▶ [DATA LISTING]
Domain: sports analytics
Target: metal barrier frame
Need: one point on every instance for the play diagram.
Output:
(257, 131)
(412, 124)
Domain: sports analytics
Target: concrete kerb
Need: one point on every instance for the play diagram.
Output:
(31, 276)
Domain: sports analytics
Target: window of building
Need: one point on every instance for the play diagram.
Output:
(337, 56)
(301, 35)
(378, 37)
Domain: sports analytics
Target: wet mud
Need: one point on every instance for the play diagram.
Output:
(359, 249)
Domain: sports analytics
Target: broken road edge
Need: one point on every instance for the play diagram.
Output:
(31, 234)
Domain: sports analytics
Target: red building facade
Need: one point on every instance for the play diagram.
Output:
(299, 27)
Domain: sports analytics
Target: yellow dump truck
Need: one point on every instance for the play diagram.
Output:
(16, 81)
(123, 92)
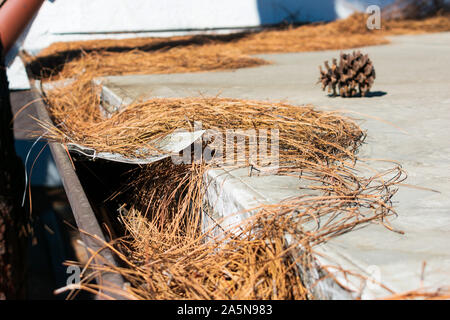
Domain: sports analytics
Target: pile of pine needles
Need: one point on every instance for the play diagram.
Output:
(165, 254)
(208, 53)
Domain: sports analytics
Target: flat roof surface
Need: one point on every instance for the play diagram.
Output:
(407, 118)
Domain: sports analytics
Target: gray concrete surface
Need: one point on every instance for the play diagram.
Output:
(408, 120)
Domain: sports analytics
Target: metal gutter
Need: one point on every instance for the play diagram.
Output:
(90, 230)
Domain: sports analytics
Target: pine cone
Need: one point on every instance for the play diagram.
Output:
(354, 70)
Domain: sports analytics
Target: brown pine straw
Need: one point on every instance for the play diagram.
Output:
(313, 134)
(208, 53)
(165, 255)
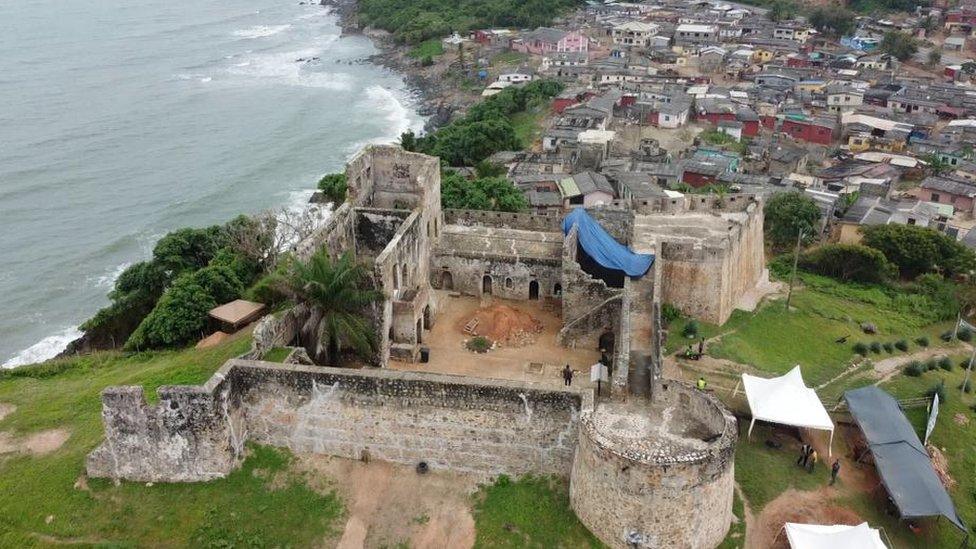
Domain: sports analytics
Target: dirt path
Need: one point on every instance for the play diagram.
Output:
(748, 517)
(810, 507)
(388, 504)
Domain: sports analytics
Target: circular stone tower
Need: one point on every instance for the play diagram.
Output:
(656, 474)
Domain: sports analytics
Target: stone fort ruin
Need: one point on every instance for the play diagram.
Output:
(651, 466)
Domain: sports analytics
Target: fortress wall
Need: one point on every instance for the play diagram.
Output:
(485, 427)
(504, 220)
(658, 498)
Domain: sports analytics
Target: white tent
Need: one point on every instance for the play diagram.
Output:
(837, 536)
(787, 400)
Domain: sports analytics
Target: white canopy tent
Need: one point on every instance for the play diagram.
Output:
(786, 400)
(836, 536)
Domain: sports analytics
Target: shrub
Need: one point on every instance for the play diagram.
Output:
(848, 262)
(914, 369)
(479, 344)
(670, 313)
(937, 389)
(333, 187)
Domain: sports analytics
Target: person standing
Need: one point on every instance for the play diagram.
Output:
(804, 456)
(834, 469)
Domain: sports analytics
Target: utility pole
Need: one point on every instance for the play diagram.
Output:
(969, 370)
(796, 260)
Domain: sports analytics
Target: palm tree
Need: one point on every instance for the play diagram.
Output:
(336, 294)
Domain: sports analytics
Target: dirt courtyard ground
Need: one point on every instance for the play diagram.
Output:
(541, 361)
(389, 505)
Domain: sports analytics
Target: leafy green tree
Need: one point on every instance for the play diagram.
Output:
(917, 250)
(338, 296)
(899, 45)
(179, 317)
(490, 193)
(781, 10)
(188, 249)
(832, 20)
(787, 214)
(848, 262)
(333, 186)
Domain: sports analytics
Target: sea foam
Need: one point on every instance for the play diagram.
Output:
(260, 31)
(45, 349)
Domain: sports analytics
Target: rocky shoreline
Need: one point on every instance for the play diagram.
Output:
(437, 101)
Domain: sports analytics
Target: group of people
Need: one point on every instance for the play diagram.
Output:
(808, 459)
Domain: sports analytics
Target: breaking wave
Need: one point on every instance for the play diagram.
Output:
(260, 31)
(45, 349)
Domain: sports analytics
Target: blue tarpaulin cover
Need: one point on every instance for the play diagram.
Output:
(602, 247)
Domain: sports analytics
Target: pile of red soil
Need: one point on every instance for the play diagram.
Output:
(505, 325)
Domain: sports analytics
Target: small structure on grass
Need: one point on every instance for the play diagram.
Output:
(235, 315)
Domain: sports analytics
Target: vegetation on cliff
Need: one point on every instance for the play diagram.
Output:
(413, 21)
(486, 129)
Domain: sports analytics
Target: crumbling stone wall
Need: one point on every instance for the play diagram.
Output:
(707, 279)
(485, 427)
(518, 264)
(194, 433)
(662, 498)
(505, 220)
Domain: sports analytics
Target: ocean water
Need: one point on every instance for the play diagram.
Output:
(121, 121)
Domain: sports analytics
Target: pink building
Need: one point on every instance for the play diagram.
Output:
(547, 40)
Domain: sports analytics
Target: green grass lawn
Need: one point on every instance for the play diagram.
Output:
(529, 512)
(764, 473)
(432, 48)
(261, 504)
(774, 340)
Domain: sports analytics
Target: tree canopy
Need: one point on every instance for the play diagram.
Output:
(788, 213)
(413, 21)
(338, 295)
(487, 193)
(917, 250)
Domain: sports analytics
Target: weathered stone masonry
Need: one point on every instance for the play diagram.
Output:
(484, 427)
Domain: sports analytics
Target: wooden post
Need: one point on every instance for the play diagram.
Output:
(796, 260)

==

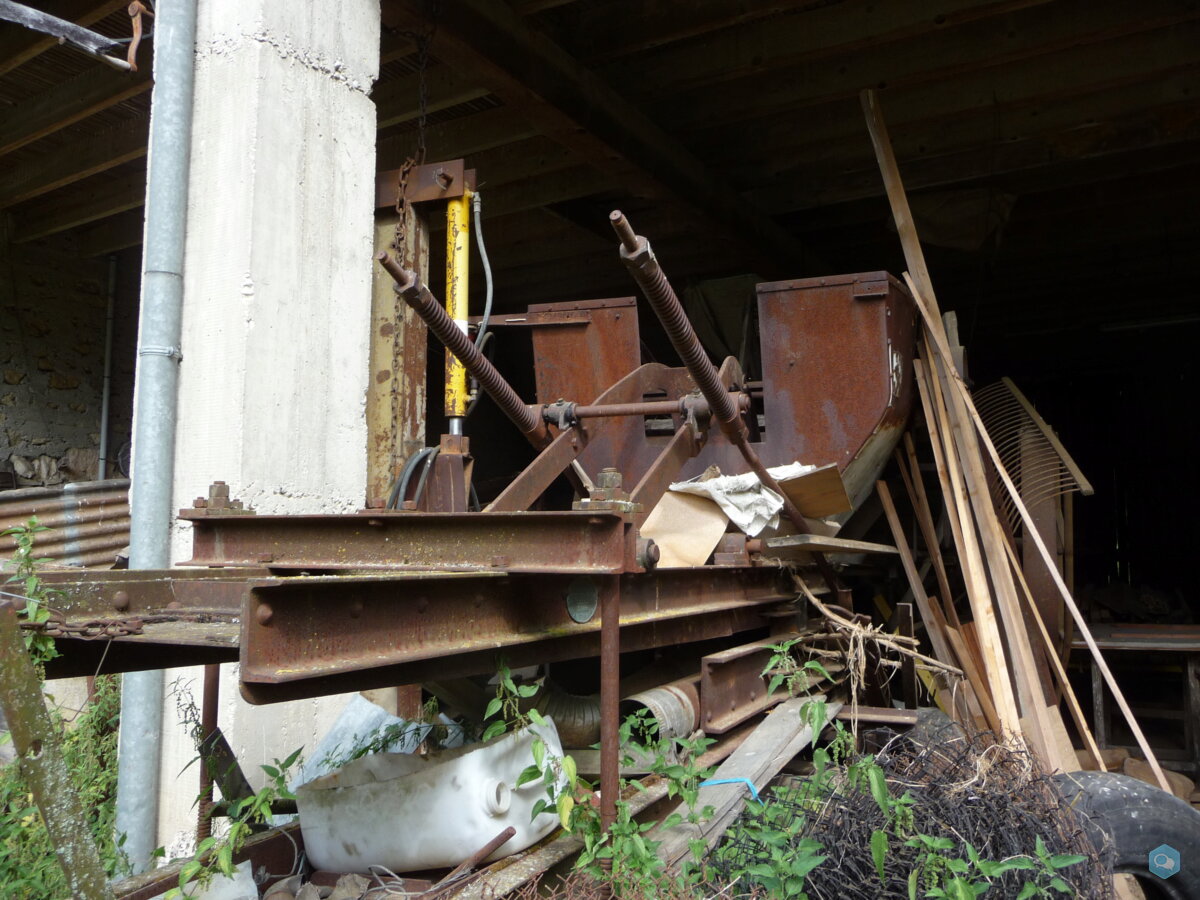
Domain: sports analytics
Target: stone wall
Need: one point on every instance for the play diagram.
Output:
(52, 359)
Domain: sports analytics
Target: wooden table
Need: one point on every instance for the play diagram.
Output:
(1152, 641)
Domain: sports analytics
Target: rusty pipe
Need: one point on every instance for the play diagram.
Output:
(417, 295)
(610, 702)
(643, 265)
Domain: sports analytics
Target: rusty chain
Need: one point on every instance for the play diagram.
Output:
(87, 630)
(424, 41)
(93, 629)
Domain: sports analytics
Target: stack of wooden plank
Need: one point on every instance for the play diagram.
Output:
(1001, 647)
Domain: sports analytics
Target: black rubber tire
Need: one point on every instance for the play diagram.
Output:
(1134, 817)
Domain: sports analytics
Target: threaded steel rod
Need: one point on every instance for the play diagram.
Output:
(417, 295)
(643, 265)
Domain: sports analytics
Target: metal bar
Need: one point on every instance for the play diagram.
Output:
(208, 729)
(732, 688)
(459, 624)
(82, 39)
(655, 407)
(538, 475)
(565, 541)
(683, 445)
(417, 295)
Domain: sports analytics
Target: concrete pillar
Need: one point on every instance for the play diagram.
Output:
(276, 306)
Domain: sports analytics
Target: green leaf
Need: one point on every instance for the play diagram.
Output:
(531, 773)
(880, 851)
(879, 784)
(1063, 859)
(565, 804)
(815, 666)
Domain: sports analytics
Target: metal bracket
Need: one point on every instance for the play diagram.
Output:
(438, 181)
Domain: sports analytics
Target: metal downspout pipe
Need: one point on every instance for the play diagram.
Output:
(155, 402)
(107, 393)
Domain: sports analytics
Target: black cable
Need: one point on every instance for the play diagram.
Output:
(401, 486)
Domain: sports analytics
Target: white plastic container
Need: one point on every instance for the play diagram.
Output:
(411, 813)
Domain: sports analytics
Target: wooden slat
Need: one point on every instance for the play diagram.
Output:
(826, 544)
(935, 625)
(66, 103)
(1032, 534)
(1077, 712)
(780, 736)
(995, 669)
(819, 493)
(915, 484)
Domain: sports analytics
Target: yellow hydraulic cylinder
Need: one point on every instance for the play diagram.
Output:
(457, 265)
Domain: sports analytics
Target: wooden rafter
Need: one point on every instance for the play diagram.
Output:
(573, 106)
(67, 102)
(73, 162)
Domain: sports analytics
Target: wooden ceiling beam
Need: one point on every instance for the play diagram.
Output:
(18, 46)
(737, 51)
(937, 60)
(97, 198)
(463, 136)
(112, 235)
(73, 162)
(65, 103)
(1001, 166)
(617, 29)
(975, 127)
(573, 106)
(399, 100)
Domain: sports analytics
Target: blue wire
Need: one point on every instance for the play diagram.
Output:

---

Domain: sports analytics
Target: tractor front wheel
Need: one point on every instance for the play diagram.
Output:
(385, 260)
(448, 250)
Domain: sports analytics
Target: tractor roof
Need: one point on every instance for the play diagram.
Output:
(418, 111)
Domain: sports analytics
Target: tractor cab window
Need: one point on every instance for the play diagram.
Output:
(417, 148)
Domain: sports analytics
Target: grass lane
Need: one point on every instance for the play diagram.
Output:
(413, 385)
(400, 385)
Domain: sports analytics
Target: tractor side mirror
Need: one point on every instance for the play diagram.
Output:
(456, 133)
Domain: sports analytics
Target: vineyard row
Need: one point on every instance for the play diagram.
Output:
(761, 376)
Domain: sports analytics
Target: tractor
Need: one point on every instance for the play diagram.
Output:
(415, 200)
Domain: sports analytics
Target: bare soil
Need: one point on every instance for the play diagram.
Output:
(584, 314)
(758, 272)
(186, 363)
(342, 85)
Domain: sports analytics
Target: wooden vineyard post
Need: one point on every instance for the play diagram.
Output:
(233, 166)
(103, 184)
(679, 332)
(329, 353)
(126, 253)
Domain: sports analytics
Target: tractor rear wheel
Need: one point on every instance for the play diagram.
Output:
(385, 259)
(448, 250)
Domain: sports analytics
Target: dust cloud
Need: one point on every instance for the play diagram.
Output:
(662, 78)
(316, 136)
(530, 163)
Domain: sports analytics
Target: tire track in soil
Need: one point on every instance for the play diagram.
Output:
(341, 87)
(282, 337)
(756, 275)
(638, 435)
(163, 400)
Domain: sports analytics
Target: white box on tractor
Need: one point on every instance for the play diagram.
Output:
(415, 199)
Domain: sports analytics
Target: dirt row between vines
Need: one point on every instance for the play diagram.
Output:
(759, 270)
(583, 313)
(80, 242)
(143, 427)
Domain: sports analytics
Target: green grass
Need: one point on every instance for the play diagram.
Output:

▶ [OBJECTIVE] List each line of the items above that contains the word "surface", copying every such line in full.

▶ [ANSWER FOR THIS EXERCISE]
Target: flat roof surface
Target: gray concrete surface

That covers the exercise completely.